**PROBLEM DETAILS:** Word for word, transcribe the lines from the one containing "bbox: blue pedestrian sign" through the end of the entries, both included, and nothing else.

-- Begin RECORDS FOR THIS EXERCISE --

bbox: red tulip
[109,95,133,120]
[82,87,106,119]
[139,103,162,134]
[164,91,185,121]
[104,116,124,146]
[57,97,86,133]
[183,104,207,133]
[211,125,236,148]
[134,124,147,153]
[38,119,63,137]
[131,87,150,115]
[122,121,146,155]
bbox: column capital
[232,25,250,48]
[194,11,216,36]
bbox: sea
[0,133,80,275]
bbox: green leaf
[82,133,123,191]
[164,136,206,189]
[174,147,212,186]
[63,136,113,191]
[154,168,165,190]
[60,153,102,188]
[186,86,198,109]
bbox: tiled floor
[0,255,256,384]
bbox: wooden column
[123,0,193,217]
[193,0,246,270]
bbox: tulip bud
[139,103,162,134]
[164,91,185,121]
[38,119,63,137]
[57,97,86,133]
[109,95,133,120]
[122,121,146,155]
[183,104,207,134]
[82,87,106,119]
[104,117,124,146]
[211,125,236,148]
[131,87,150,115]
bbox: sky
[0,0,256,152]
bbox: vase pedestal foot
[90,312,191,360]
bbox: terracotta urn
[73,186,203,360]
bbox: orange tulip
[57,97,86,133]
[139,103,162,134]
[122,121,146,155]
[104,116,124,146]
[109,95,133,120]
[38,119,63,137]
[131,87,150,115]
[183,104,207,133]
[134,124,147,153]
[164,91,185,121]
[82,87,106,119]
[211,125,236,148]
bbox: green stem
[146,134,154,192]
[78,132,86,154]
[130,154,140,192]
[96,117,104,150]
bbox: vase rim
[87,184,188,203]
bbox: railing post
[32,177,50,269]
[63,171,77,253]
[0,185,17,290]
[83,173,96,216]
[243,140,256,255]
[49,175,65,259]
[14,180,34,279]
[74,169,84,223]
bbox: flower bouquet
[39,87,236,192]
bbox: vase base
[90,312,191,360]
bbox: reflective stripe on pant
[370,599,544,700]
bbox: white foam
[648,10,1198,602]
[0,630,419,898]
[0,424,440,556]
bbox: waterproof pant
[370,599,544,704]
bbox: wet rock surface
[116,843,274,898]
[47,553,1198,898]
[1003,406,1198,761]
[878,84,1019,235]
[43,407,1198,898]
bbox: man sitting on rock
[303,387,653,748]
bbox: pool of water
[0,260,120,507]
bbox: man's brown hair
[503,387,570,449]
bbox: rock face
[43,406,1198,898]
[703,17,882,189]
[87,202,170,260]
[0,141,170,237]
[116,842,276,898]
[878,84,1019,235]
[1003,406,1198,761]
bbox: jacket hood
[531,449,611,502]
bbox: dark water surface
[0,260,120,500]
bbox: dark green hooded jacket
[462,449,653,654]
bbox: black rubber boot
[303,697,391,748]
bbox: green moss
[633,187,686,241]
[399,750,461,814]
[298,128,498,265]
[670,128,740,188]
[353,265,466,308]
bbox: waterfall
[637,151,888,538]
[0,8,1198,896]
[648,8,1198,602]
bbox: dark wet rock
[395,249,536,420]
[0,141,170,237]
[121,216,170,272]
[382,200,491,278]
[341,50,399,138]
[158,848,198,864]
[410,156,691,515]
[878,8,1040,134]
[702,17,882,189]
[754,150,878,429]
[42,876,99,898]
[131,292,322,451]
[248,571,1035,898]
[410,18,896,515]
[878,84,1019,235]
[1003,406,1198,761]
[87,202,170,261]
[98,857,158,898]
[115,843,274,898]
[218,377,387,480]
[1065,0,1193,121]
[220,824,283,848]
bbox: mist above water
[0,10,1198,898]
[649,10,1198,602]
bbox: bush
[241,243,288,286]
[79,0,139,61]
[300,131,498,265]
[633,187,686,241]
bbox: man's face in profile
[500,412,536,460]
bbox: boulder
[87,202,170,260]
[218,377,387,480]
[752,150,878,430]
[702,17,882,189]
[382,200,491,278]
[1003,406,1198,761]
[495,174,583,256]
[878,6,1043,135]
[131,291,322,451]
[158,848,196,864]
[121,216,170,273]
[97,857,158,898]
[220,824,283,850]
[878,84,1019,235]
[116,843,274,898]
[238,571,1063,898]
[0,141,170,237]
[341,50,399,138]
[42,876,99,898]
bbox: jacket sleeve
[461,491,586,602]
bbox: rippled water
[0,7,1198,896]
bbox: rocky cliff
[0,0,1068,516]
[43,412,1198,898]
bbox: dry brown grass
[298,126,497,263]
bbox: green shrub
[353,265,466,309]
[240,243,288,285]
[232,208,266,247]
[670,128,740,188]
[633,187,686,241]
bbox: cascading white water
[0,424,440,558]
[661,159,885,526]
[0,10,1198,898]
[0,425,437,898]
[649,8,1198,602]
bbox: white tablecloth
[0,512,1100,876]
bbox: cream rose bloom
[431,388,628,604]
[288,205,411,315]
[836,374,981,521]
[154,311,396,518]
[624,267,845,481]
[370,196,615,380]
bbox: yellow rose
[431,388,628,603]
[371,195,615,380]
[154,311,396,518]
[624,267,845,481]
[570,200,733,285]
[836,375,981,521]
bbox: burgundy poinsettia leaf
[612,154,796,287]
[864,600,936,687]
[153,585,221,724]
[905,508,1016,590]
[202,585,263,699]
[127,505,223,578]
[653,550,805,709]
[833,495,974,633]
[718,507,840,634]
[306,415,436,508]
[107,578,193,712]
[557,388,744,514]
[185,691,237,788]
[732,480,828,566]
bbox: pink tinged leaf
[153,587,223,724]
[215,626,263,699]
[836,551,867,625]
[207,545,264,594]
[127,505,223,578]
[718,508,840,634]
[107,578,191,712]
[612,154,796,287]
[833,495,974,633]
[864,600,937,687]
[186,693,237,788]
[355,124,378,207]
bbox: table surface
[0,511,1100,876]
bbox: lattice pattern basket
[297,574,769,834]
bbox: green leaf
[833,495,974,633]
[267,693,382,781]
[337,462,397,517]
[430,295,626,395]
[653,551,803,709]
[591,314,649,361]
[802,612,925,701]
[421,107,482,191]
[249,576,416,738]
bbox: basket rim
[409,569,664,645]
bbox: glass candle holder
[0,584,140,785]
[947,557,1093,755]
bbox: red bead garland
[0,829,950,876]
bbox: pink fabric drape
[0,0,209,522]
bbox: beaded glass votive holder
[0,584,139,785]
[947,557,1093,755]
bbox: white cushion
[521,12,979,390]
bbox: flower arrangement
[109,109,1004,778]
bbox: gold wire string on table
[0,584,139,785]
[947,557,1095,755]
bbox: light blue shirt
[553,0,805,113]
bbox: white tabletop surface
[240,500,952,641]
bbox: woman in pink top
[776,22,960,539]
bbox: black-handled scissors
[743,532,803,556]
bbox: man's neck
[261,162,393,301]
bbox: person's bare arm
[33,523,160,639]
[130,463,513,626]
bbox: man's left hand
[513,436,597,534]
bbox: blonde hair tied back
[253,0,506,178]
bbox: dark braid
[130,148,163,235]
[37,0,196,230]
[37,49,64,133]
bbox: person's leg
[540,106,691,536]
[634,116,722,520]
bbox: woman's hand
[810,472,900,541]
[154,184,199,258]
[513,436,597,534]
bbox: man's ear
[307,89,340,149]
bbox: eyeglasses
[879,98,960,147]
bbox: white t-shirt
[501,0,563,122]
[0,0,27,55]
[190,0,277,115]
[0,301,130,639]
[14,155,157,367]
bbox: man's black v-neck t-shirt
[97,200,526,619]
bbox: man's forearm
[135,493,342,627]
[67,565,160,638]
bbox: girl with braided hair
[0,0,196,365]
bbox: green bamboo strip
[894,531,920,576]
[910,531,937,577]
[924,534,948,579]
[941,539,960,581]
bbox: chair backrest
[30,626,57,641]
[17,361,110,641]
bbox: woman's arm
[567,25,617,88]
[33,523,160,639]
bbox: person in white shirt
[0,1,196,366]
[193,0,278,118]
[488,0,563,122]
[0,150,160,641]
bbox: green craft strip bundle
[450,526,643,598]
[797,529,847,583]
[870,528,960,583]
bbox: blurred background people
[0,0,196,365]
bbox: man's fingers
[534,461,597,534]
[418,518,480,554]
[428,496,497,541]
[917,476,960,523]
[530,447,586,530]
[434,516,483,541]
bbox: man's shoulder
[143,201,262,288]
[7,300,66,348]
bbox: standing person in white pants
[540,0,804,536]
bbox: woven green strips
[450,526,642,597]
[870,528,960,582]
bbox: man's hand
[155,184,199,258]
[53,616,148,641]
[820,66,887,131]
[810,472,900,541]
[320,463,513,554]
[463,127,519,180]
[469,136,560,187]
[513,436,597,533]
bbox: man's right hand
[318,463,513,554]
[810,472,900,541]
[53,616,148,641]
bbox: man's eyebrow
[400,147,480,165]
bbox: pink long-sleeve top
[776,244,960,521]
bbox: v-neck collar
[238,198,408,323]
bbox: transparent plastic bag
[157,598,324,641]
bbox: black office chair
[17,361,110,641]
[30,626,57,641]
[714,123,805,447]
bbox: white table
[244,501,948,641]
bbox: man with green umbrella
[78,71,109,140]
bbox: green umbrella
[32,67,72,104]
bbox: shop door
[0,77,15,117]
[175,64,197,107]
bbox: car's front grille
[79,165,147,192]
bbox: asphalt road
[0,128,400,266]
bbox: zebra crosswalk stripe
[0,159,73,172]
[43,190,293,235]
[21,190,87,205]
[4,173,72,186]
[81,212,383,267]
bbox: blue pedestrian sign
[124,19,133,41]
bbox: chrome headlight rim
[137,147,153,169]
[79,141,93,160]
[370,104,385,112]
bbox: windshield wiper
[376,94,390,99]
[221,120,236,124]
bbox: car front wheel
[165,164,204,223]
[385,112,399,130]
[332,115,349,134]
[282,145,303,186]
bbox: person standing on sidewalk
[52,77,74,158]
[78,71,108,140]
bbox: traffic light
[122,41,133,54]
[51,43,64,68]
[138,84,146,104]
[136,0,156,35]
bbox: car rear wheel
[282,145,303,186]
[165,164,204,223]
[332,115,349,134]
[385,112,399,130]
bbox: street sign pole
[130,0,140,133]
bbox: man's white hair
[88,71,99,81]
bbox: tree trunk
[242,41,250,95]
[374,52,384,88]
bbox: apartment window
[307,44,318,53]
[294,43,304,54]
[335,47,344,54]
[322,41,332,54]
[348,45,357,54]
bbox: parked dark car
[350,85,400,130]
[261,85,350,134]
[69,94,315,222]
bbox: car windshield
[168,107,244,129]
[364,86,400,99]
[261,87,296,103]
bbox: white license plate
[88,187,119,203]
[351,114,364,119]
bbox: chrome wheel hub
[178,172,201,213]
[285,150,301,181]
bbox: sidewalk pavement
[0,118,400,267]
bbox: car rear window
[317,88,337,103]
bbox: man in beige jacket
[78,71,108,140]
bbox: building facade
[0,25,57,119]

-- End RECORDS FOR THIS EXERCISE --

**RESULT OF THE EXERCISE:**
bbox: blue pedestrian sign
[124,19,133,41]
bbox: chrome headlight rim
[137,147,153,169]
[79,141,93,160]
[370,104,385,112]
bbox: windshield wiper
[376,94,390,99]
[221,120,236,124]
bbox: car front wheel
[165,164,204,223]
[385,112,399,130]
[332,115,349,134]
[282,145,303,186]
bbox: person standing on sidewalk
[52,77,74,158]
[78,71,108,140]
bbox: traffic light
[122,41,133,54]
[51,43,64,68]
[138,84,146,104]
[136,0,156,35]
bbox: car rear wheel
[282,145,303,186]
[165,164,204,223]
[332,115,349,134]
[385,112,399,130]
bbox: street sign pole
[130,0,140,133]
bbox: man's white hair
[88,71,99,81]
bbox: tree trunk
[242,41,250,95]
[374,52,384,88]
bbox: apartment window
[307,44,318,53]
[294,43,304,54]
[335,47,344,54]
[322,41,332,54]
[348,45,357,54]
bbox: parked dark car
[350,85,400,130]
[261,85,350,134]
[69,94,315,222]
bbox: car windshield
[168,107,244,129]
[364,86,400,99]
[261,87,296,103]
bbox: white license plate
[88,187,119,203]
[351,114,364,119]
bbox: chrome wheel hub
[178,172,201,213]
[285,150,301,181]
bbox: sidewalk pavement
[0,118,400,267]
bbox: car rear window
[317,88,337,103]
bbox: man in beige jacket
[78,71,108,140]
bbox: building facade
[0,25,57,119]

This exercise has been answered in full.